_Task instructions_:
Take the listing and print it in full, exactly as given.

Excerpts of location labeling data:
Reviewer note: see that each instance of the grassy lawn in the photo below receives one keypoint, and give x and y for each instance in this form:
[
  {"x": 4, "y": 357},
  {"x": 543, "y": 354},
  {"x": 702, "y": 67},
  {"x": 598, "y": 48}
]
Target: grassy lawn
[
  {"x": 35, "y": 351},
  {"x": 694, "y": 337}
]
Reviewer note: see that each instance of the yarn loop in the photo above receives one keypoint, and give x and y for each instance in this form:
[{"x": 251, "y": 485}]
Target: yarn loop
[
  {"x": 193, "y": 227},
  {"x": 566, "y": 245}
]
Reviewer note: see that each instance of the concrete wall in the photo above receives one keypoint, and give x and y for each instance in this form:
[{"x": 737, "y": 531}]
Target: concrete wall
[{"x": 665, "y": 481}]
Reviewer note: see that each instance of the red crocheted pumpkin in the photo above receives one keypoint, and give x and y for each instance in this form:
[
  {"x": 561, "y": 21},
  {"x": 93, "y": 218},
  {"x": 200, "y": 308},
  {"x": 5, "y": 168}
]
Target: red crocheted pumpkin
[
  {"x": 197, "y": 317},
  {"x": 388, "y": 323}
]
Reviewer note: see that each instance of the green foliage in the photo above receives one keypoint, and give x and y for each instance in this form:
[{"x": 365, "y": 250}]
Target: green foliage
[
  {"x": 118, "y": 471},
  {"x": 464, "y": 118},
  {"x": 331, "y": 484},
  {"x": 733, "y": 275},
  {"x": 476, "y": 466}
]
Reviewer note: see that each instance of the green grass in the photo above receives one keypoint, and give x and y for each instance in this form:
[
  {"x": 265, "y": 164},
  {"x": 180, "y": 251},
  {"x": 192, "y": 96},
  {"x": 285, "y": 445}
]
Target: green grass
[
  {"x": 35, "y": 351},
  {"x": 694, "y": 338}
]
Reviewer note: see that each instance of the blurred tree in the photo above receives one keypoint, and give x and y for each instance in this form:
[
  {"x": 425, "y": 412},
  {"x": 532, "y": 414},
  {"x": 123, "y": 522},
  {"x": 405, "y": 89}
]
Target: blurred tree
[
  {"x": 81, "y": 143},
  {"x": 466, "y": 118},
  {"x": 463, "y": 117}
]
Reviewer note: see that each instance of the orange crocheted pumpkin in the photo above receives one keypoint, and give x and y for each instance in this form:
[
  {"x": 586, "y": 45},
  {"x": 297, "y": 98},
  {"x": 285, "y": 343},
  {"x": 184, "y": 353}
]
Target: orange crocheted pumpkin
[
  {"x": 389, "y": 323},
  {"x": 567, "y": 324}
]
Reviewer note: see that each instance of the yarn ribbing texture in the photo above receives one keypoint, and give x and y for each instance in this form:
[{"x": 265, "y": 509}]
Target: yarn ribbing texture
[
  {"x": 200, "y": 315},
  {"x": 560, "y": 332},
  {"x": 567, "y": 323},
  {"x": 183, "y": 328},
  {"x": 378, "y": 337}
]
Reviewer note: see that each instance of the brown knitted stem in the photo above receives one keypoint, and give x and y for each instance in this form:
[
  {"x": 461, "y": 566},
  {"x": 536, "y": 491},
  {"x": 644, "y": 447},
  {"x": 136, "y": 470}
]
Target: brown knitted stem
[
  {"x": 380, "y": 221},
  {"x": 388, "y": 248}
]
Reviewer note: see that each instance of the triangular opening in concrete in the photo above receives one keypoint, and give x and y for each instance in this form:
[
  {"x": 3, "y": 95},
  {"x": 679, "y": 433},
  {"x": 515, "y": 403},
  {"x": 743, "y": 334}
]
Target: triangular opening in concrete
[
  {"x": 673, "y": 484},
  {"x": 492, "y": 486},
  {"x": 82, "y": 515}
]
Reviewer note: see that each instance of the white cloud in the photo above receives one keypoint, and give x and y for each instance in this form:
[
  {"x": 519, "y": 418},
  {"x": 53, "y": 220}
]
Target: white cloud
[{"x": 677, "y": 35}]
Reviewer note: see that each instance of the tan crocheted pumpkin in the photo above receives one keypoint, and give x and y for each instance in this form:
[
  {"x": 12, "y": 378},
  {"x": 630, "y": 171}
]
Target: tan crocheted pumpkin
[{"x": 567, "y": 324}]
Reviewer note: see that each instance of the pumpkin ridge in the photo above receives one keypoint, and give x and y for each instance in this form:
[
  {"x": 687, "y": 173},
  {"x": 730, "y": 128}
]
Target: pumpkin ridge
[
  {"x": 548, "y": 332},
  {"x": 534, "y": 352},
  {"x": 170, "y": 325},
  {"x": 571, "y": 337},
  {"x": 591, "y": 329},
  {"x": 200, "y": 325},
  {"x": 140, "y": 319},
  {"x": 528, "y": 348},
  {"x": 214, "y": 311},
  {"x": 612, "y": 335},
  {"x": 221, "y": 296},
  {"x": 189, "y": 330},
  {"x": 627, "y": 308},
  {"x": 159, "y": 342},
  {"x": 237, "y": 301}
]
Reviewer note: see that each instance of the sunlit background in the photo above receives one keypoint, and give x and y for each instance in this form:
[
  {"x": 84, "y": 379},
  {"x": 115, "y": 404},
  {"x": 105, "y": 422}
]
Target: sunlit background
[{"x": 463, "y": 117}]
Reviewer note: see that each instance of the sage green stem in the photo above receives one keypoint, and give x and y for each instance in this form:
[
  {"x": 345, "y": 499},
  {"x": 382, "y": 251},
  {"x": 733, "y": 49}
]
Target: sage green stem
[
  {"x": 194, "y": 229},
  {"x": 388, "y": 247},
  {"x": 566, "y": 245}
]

_Task solution_:
Reviewer note: see that each instance of the grassy lawn in the photo below receives one keypoint, and give x and y for each instance in this form:
[
  {"x": 4, "y": 357},
  {"x": 543, "y": 354},
  {"x": 702, "y": 67},
  {"x": 598, "y": 48}
]
Target: grassy lawn
[
  {"x": 35, "y": 351},
  {"x": 694, "y": 337}
]
Reviewer note: see that each instance of the yarn loop in the photo above receives one keypoint, and give x and y for each instance in this form:
[{"x": 251, "y": 485}]
Target: yarn loop
[
  {"x": 193, "y": 227},
  {"x": 566, "y": 245}
]
Reviewer note: see that each instance of the concrete wall in the photo above receives one keypoint, and give x and y for each instance in this form:
[{"x": 737, "y": 531}]
Target: concrete wall
[{"x": 665, "y": 481}]
Reviewer note: see that each instance of the red crocheted pumpkin in the photo above receives one keypoint, and give x and y for each instance in this form:
[
  {"x": 561, "y": 21},
  {"x": 93, "y": 218},
  {"x": 200, "y": 308},
  {"x": 5, "y": 168}
]
Target: red crocheted pumpkin
[
  {"x": 197, "y": 317},
  {"x": 388, "y": 323}
]
Reviewer note: see that each instance of the green foliage in the photo above receives one keypoint, and give x and y for each instance in this form:
[{"x": 365, "y": 250}]
Target: green foliage
[
  {"x": 118, "y": 471},
  {"x": 464, "y": 118},
  {"x": 331, "y": 484},
  {"x": 733, "y": 275},
  {"x": 476, "y": 466}
]
Reviewer note: see that each instance of the green grass in the photo above receives one keypoint, and give x and y for each instance in this form:
[
  {"x": 265, "y": 164},
  {"x": 180, "y": 251},
  {"x": 192, "y": 96},
  {"x": 285, "y": 445}
]
Target: green grass
[
  {"x": 35, "y": 351},
  {"x": 694, "y": 338}
]
Reviewer note: see that each instance of the blurred tree in the photo above receives one keypoint, and give x and y for each instance in this form:
[
  {"x": 425, "y": 412},
  {"x": 532, "y": 414},
  {"x": 123, "y": 522},
  {"x": 405, "y": 89}
]
Target: blurred tree
[
  {"x": 81, "y": 143},
  {"x": 466, "y": 118},
  {"x": 463, "y": 117}
]
Reviewer note: see that each instance of the orange crocheted pumpkin in the photo above receives one keypoint, and give x and y for each instance in this form:
[
  {"x": 586, "y": 45},
  {"x": 297, "y": 98},
  {"x": 285, "y": 343},
  {"x": 184, "y": 353}
]
Target: orange crocheted pumpkin
[
  {"x": 389, "y": 323},
  {"x": 567, "y": 324}
]
Reviewer note: see that each instance of the yarn ribbing texture in the photo above receives one keypoint, and give x and y for each instance in this form:
[{"x": 265, "y": 509}]
Target: yarn ribbing texture
[
  {"x": 200, "y": 315},
  {"x": 560, "y": 332},
  {"x": 567, "y": 323},
  {"x": 183, "y": 328},
  {"x": 378, "y": 337}
]
Reviewer note: see that each instance of the brown knitted stem in the photo above receives one keypoint, and give x and y for each instance in this form:
[
  {"x": 461, "y": 566},
  {"x": 536, "y": 491},
  {"x": 644, "y": 447},
  {"x": 136, "y": 470}
]
Target: brown knitted stem
[
  {"x": 380, "y": 221},
  {"x": 388, "y": 248}
]
Reviewer note: see that each instance of the triangular opening in concrete in the photo above receives one keypoint, and give x and y for each instance in this form:
[
  {"x": 3, "y": 95},
  {"x": 679, "y": 433},
  {"x": 515, "y": 403},
  {"x": 743, "y": 334}
]
Target: triangular opening in concrete
[
  {"x": 673, "y": 484},
  {"x": 492, "y": 486},
  {"x": 82, "y": 515}
]
Reviewer note: see that each instance of the white cloud in the photo above receives one keypoint, and give x and y for each instance in this form:
[
  {"x": 519, "y": 418},
  {"x": 53, "y": 220}
]
Target: white cloud
[{"x": 677, "y": 35}]
Reviewer note: see that each instance of the tan crocheted pumpkin in the photo above receives one keypoint, and give x and y for each instance in this form:
[
  {"x": 12, "y": 378},
  {"x": 630, "y": 171}
]
Target: tan crocheted pumpkin
[{"x": 567, "y": 324}]
Reviewer note: see that each instance of the pumpkin ridge in the photo above receives one keypoint, and give x and y for each instance in this form:
[
  {"x": 687, "y": 173},
  {"x": 730, "y": 128}
]
Target: pumpkin ridge
[
  {"x": 548, "y": 332},
  {"x": 534, "y": 352},
  {"x": 170, "y": 325},
  {"x": 571, "y": 337},
  {"x": 591, "y": 329},
  {"x": 200, "y": 325},
  {"x": 140, "y": 319},
  {"x": 528, "y": 348},
  {"x": 214, "y": 311},
  {"x": 612, "y": 335},
  {"x": 221, "y": 296},
  {"x": 189, "y": 330},
  {"x": 627, "y": 308},
  {"x": 159, "y": 342},
  {"x": 237, "y": 301}
]
Reviewer note: see that each instance of the sunlit background in the photo above receives one keypoint, and give x and y for each instance in this form:
[
  {"x": 84, "y": 379},
  {"x": 115, "y": 404},
  {"x": 105, "y": 422}
]
Target: sunlit background
[{"x": 463, "y": 117}]
Reviewer note: see that each instance of the sage green stem in the photo above receives one keypoint, and give x and y for each instance in this form:
[
  {"x": 345, "y": 499},
  {"x": 382, "y": 251},
  {"x": 733, "y": 49}
]
Target: sage green stem
[
  {"x": 194, "y": 229},
  {"x": 388, "y": 247},
  {"x": 566, "y": 245}
]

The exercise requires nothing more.